BEGIN

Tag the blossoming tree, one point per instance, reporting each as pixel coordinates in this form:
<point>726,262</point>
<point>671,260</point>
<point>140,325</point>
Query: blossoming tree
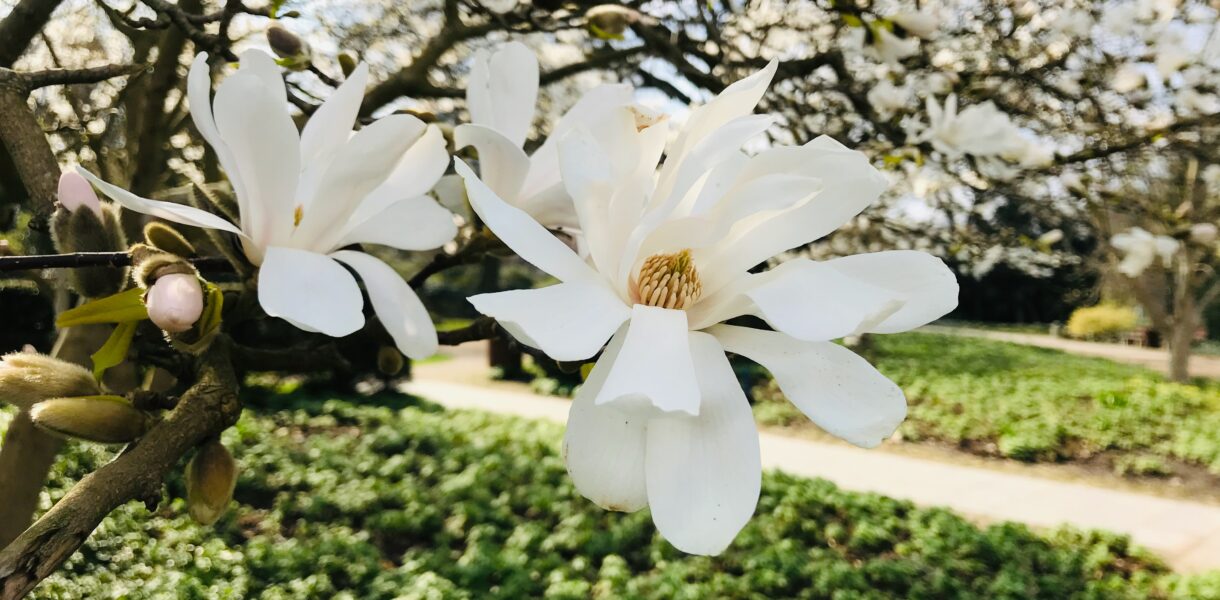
<point>703,179</point>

END

• [Exercise] Where the data contains images, drop them and print the rest exactly.

• [Output of the exercise]
Tag the blossoming tree, one point per instance, reporting each as pixel coordinates in this form:
<point>726,262</point>
<point>671,260</point>
<point>140,325</point>
Query: blossoming tree
<point>703,179</point>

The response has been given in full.